- Aim of the task -
Starting at the line that contains "paved ground in the photo above." and ending at the line that contains "(1209, 621)", rewrite those lines of the material below with "Keypoints" swapped for "Coordinates" and everything else unchanged.
%%
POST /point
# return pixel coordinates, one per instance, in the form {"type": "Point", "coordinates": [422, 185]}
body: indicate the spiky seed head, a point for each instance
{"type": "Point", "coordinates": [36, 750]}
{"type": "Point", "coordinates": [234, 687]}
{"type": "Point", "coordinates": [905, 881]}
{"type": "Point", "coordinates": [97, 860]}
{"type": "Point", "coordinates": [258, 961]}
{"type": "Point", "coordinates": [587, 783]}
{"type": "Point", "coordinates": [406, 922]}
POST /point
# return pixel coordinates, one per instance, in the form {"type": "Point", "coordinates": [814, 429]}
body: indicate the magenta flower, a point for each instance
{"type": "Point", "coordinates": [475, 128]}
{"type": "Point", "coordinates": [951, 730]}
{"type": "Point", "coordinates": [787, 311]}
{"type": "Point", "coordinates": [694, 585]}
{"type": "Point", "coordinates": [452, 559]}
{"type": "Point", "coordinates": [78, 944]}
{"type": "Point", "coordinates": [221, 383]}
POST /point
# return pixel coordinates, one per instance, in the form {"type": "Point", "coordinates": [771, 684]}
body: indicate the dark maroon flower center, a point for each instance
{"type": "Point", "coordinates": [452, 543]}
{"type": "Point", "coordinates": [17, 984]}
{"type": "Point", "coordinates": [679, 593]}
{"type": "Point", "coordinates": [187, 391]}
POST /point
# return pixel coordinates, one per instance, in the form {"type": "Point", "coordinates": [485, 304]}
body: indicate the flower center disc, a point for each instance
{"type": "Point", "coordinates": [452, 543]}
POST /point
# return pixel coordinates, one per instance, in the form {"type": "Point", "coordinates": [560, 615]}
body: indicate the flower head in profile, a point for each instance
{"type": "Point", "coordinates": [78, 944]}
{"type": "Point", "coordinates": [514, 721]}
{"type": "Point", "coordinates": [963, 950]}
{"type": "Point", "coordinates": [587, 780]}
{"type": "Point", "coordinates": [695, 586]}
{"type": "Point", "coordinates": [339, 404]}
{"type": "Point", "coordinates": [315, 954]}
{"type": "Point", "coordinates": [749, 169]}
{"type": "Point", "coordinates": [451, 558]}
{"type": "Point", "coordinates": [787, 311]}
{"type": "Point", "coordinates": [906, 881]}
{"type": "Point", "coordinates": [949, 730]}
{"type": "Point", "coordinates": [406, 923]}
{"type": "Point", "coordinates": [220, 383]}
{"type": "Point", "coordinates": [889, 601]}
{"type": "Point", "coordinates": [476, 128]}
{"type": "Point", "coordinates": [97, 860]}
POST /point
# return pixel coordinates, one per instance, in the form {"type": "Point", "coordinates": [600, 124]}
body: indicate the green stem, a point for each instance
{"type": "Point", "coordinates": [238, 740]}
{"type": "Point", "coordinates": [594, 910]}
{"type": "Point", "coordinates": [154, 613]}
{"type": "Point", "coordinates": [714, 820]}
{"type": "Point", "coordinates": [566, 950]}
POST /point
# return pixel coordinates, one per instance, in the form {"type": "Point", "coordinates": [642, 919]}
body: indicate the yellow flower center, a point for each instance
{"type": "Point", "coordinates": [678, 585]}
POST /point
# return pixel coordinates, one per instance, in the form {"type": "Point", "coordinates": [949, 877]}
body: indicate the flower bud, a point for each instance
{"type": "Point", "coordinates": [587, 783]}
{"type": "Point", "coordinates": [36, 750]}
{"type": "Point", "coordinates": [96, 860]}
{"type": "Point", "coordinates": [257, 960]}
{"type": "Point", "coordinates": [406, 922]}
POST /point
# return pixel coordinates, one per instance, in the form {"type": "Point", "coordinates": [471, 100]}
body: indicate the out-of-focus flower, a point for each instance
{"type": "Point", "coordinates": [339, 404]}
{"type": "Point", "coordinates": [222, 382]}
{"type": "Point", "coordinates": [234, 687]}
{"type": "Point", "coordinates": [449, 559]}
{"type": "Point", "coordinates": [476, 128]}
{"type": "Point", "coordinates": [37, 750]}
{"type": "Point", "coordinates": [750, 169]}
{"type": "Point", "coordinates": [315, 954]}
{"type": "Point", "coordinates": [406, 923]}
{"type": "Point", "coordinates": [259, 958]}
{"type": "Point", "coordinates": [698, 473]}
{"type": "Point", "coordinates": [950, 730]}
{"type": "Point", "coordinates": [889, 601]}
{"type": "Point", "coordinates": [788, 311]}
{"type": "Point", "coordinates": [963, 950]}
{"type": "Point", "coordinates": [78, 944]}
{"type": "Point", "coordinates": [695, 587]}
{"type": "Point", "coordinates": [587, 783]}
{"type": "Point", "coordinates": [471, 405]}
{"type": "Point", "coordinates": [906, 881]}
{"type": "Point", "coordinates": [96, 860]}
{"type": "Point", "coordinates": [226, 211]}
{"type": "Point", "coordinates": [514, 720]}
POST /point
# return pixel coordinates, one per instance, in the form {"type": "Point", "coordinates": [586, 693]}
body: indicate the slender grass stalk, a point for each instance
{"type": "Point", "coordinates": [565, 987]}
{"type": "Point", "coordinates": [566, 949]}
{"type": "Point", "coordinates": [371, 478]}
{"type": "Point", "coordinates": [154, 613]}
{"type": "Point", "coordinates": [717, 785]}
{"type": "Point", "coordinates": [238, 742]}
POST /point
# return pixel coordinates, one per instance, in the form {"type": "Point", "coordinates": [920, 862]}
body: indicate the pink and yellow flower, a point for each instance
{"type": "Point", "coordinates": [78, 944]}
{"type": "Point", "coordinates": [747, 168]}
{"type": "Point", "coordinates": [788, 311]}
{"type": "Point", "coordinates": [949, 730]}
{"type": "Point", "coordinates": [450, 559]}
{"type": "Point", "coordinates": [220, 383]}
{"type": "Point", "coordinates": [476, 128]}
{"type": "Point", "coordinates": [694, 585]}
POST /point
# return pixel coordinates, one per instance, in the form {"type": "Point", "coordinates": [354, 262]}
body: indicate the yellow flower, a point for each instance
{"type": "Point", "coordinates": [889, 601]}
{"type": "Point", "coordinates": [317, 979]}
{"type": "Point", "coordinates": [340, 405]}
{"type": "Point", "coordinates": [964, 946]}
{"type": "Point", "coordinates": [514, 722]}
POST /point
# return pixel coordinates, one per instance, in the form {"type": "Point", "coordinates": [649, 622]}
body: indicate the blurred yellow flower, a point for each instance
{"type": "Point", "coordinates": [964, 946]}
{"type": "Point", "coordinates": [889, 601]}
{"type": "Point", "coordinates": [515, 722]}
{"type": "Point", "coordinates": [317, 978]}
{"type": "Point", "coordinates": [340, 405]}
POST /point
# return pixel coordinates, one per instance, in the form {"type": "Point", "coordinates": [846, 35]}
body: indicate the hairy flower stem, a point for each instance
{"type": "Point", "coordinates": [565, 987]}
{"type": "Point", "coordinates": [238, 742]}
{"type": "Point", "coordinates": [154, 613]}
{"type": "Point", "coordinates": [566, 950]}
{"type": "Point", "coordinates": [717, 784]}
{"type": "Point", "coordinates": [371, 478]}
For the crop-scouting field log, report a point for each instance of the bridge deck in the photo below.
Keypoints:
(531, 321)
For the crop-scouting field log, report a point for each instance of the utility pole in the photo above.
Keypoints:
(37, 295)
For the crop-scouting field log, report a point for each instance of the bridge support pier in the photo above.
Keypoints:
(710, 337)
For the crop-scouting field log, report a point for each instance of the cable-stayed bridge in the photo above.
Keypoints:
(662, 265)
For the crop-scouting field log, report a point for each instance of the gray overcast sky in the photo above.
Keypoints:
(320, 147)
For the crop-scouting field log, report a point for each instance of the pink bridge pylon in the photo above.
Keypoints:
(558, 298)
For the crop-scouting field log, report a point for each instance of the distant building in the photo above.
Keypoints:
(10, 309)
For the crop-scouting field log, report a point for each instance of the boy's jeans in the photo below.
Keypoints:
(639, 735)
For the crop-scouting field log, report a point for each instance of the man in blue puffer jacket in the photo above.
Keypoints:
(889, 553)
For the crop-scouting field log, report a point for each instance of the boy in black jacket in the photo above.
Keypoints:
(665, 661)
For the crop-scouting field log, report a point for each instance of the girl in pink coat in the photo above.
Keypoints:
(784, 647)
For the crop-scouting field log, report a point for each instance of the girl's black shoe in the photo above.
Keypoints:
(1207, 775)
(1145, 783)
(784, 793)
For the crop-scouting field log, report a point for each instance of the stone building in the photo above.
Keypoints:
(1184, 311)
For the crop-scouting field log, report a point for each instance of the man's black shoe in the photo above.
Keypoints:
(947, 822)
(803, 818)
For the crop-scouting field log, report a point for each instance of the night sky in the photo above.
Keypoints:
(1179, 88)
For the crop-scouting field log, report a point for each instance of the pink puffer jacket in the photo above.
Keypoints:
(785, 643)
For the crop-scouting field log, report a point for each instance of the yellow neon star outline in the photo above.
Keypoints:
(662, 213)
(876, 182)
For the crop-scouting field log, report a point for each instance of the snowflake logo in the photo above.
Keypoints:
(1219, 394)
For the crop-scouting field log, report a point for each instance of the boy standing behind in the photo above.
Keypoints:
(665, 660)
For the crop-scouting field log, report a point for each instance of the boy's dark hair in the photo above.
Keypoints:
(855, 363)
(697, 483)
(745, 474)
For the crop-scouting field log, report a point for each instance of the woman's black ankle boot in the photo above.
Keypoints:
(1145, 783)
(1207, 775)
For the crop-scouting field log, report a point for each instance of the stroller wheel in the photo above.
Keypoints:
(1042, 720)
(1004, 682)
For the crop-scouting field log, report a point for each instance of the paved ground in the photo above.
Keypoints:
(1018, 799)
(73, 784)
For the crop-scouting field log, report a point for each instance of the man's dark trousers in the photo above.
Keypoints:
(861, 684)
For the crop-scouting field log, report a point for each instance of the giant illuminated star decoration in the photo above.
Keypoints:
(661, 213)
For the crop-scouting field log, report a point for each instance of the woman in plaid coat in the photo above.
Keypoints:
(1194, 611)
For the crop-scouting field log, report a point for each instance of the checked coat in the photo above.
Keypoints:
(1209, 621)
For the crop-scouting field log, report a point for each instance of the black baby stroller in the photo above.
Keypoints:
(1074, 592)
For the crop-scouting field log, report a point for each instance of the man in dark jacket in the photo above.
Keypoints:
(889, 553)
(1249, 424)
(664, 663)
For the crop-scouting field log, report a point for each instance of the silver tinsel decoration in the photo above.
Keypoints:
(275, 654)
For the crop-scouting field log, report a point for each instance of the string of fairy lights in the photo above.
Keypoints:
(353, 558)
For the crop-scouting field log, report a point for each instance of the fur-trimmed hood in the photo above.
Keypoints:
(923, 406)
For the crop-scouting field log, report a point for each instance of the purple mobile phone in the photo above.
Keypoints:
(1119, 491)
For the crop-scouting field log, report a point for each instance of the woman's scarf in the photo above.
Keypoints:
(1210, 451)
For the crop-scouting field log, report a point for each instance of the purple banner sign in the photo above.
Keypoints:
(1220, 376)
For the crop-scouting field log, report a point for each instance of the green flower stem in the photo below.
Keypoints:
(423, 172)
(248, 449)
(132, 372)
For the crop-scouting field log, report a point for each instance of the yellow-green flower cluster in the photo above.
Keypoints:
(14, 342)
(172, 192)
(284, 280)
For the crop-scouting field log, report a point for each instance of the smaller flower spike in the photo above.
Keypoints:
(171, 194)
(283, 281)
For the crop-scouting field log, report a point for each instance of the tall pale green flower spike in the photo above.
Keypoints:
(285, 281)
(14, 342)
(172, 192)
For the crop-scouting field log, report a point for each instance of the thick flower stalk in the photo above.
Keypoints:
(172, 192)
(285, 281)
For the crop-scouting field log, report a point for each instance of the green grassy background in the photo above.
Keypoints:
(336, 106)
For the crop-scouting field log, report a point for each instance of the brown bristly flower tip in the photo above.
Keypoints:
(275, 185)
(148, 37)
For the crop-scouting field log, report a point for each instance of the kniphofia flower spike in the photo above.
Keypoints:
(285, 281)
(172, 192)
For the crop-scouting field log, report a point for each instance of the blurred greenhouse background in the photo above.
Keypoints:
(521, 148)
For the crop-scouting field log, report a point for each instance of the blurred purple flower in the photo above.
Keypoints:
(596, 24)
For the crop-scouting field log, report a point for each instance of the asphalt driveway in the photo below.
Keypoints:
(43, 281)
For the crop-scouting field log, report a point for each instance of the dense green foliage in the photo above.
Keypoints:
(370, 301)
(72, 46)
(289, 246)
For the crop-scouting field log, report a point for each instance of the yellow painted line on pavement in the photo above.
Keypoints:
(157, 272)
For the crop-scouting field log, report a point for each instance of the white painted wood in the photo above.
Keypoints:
%%
- Written response -
For the crop-scouting field log, report a point for each instance of the paved ground in the photo above.
Coordinates:
(1018, 799)
(73, 784)
For the crop-scouting field log, report a point for each instance of the man's dark trousers in the photo above.
Coordinates:
(861, 684)
For the crop-scouting field log, report a point for each instance of the giant illuminated star decoration in the photo above.
Coordinates:
(661, 213)
For the crop-scouting field log, report a point for each instance of the woman in plaid coat in the photo above.
Coordinates:
(1194, 611)
For the crop-scouting field log, report a point for each instance of the checked coat in the photo above.
Coordinates:
(1209, 621)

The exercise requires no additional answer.